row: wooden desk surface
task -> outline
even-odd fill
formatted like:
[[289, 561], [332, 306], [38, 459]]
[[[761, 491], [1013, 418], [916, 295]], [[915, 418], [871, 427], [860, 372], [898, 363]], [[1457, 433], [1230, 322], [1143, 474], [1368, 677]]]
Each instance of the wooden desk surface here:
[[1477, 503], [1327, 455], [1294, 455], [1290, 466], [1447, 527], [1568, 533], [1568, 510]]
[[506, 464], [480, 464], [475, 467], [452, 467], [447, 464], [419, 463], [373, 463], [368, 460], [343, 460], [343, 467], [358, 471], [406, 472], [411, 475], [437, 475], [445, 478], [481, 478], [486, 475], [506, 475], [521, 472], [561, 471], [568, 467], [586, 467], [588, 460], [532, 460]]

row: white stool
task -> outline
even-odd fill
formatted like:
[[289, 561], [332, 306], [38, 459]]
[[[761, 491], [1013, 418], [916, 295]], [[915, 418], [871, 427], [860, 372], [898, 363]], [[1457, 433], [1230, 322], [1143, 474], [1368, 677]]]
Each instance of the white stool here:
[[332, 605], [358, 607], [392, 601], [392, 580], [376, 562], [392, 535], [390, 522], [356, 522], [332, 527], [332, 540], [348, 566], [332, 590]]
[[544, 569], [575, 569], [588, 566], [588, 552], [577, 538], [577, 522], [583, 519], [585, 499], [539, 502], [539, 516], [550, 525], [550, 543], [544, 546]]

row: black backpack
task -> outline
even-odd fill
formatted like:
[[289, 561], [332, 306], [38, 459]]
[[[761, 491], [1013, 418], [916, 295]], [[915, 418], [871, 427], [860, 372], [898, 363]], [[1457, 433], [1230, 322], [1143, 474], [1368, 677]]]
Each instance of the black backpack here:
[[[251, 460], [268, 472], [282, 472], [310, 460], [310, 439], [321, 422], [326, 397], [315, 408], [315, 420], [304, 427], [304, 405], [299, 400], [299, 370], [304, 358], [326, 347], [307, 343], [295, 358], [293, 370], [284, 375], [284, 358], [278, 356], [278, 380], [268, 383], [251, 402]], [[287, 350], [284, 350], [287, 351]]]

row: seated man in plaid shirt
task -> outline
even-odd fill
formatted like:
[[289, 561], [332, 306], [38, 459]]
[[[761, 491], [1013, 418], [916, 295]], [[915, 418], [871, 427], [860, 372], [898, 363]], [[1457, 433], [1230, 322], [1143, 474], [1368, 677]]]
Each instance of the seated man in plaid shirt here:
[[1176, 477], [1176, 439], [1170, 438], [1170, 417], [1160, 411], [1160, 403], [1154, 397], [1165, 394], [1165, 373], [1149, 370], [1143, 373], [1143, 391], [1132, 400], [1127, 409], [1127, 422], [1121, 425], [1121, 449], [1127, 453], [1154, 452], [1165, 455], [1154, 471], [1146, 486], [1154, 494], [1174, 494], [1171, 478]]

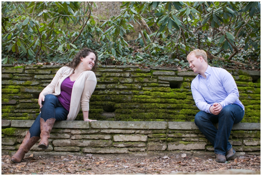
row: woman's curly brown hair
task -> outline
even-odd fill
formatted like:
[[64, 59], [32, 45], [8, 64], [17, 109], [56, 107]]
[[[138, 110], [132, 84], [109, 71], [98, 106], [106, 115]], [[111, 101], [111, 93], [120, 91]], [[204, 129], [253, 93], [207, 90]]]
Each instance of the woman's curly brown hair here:
[[82, 58], [84, 58], [87, 56], [89, 55], [90, 53], [93, 53], [95, 55], [95, 66], [93, 67], [91, 70], [94, 72], [96, 71], [97, 68], [97, 62], [98, 60], [98, 58], [97, 57], [97, 54], [95, 51], [90, 49], [87, 48], [84, 48], [82, 50], [80, 50], [77, 54], [75, 55], [74, 58], [72, 61], [66, 65], [65, 66], [67, 66], [74, 69], [73, 71], [73, 74], [75, 73], [75, 69], [76, 66], [79, 64], [81, 61], [81, 59]]

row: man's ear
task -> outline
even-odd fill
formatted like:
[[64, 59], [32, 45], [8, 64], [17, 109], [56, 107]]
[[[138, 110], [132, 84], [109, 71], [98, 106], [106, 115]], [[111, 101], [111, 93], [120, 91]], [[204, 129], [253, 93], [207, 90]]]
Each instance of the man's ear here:
[[200, 60], [200, 61], [201, 62], [202, 62], [202, 61], [203, 61], [204, 60], [204, 59], [203, 59], [203, 57], [202, 57], [202, 56], [200, 56], [199, 57], [199, 59]]

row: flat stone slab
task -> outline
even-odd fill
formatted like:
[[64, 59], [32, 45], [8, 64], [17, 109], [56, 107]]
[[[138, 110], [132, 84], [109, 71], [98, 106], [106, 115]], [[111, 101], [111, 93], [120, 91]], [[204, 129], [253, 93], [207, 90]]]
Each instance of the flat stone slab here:
[[177, 71], [178, 70], [176, 68], [169, 67], [150, 67], [150, 68], [154, 70], [173, 70]]
[[2, 127], [8, 128], [11, 126], [11, 121], [8, 120], [2, 120]]
[[116, 67], [118, 68], [138, 68], [139, 67], [136, 65], [117, 65]]
[[200, 142], [195, 144], [189, 144], [187, 145], [185, 145], [183, 144], [177, 145], [169, 144], [168, 150], [191, 150], [203, 149], [205, 149], [205, 146], [206, 145], [206, 143]]
[[168, 128], [173, 130], [199, 130], [195, 123], [192, 122], [169, 122]]
[[80, 151], [80, 148], [74, 147], [54, 147], [54, 150], [55, 151]]
[[105, 147], [111, 146], [112, 142], [94, 140], [71, 140], [59, 139], [53, 141], [55, 147]]
[[260, 123], [238, 123], [233, 125], [232, 130], [260, 130]]
[[181, 72], [177, 73], [177, 76], [195, 76], [198, 74], [193, 72]]
[[82, 150], [84, 153], [91, 153], [98, 154], [123, 154], [128, 153], [128, 151], [122, 149], [101, 149], [86, 147]]
[[159, 76], [158, 79], [160, 80], [162, 80], [162, 81], [182, 81], [183, 79], [183, 77], [163, 77], [162, 76]]
[[123, 121], [93, 121], [91, 127], [95, 128], [128, 129], [166, 129], [165, 122], [125, 122]]
[[89, 128], [88, 122], [78, 121], [57, 121], [55, 123], [54, 125], [54, 127], [70, 128]]
[[147, 140], [147, 136], [142, 135], [115, 135], [114, 139], [114, 141], [116, 142], [146, 142]]
[[164, 150], [167, 146], [163, 143], [149, 142], [147, 144], [147, 150], [149, 151], [155, 150]]
[[173, 72], [161, 72], [160, 71], [154, 72], [153, 76], [160, 76], [162, 75], [175, 75], [176, 73]]
[[31, 127], [33, 125], [34, 120], [18, 120], [12, 121], [11, 127]]
[[[13, 120], [11, 127], [31, 127], [34, 120]], [[61, 121], [55, 123], [53, 128], [89, 128], [88, 122], [81, 121]]]

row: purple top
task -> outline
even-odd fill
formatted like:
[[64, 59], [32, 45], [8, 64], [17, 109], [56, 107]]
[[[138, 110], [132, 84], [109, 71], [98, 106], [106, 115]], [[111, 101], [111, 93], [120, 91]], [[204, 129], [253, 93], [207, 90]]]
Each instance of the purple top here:
[[61, 93], [56, 96], [61, 104], [68, 111], [70, 107], [72, 89], [75, 81], [71, 81], [69, 76], [66, 78], [61, 84]]

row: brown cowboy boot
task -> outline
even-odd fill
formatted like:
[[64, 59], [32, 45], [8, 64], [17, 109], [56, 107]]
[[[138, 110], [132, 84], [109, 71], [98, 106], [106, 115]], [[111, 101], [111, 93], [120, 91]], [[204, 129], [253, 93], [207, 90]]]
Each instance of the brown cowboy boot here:
[[34, 136], [30, 138], [31, 136], [31, 135], [29, 130], [17, 151], [11, 158], [11, 161], [17, 163], [21, 162], [21, 160], [24, 157], [25, 154], [28, 152], [30, 149], [40, 138], [38, 136]]
[[40, 130], [41, 133], [40, 137], [41, 140], [38, 144], [38, 147], [42, 149], [47, 149], [49, 143], [48, 139], [50, 137], [50, 132], [56, 121], [54, 118], [49, 119], [45, 122], [45, 120], [40, 117]]

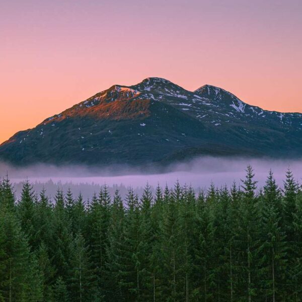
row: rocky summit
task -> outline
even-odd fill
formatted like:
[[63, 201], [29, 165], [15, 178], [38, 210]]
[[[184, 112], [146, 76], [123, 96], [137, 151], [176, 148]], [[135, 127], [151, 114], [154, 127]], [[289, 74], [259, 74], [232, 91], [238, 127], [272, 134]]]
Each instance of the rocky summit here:
[[300, 113], [264, 110], [210, 85], [192, 92], [149, 78], [114, 85], [16, 133], [0, 145], [0, 159], [164, 165], [204, 155], [284, 158], [301, 152]]

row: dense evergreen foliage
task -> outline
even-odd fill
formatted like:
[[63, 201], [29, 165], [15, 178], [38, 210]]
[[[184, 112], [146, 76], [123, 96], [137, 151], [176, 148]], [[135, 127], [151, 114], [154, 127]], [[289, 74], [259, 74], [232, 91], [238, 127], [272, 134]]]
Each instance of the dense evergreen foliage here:
[[302, 188], [106, 186], [53, 201], [0, 182], [0, 301], [302, 301]]

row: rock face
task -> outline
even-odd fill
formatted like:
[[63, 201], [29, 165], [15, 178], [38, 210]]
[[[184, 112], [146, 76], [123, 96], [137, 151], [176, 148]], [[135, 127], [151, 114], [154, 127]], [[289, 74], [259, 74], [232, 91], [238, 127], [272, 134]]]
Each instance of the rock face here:
[[188, 91], [149, 78], [114, 85], [17, 133], [0, 159], [104, 166], [164, 165], [200, 155], [298, 157], [302, 115], [264, 110], [222, 89]]

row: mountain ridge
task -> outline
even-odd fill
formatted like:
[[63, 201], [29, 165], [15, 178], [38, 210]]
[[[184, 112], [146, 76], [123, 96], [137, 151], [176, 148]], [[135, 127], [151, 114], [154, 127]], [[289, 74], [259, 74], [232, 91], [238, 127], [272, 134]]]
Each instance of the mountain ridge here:
[[265, 110], [222, 88], [148, 78], [115, 85], [0, 145], [14, 164], [174, 162], [199, 155], [298, 157], [302, 114]]

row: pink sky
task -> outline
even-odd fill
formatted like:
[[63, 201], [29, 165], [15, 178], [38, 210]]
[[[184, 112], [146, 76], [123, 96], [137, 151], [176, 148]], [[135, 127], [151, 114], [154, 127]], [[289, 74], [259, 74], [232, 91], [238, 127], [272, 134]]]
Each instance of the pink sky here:
[[0, 142], [149, 77], [302, 112], [301, 32], [300, 0], [3, 0]]

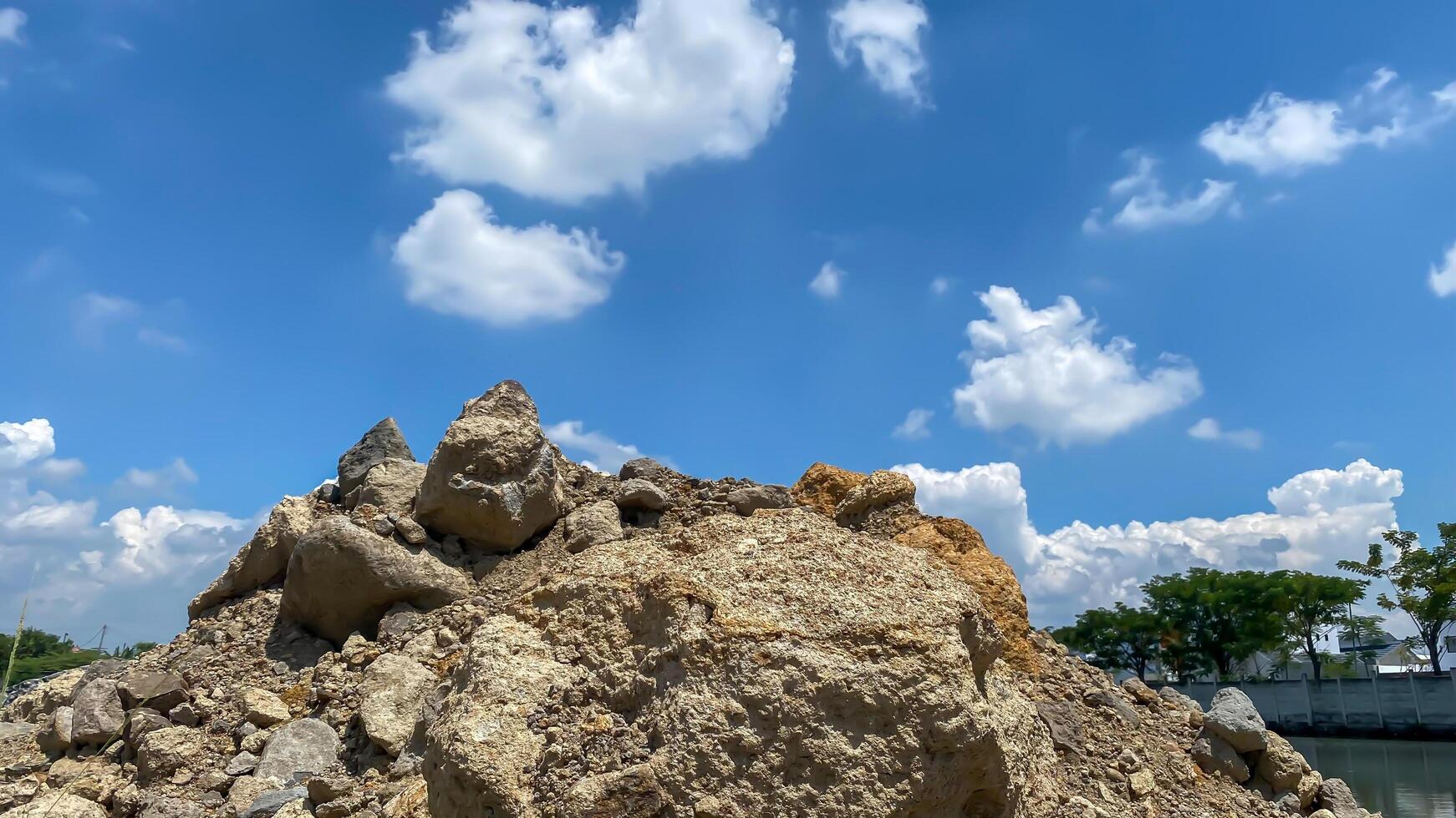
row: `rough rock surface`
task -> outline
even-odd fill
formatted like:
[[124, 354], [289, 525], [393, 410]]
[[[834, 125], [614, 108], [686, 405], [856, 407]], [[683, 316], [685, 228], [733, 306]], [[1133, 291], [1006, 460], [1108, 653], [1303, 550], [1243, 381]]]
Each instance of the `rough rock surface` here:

* [TO BE DONE]: In the part of the records that opens with the line containing "row: pink sky" and closes with the line containing "[300, 0], [3, 0]]", substitute "evening sky" for "pink sky" and write out those lines again, leaving everything else unchanged.

* [THE ANSWER]:
row: evening sky
task -> outline
even-odd fill
formatted like:
[[63, 201], [29, 165], [15, 178], [38, 210]]
[[[184, 112], [146, 76], [123, 96], [137, 151], [176, 148]], [[135, 127], [151, 114], [154, 127]], [[289, 74], [259, 74], [232, 91], [238, 127], [272, 134]]]
Each instance of the evening sky here:
[[0, 142], [149, 77], [302, 112], [301, 32], [300, 0], [3, 0]]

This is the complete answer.